WHAT IS EXPECTED:
Return every line of the material below that contains the string "Target", matching case exactly.

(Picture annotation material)
--- Begin ---
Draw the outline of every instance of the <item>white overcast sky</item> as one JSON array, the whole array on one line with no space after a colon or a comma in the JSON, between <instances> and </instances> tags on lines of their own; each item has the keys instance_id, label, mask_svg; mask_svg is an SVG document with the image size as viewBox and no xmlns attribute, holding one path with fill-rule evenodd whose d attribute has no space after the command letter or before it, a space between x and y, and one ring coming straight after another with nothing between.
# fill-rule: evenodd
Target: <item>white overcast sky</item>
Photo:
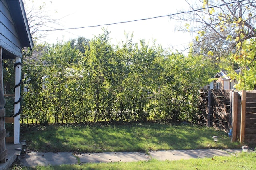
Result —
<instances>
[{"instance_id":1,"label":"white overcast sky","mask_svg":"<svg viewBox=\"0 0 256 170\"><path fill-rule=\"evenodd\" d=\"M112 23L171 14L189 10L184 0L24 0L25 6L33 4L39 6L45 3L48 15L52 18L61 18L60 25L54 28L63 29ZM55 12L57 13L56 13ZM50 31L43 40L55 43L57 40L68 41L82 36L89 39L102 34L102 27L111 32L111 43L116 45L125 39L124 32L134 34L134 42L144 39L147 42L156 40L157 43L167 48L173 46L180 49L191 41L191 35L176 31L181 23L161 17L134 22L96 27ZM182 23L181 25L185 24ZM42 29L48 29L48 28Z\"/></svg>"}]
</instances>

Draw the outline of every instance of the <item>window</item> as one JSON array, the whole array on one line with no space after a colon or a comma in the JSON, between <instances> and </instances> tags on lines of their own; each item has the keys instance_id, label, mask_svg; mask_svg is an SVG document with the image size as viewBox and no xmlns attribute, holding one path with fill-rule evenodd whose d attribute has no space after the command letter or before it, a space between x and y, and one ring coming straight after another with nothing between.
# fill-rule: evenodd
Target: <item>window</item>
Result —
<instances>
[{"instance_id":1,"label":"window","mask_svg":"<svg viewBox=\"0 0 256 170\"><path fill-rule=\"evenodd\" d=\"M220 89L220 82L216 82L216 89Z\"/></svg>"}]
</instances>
--- End ---
COMPLETED TASK:
Target: <item>white overcast sky</item>
Target: <item>window</item>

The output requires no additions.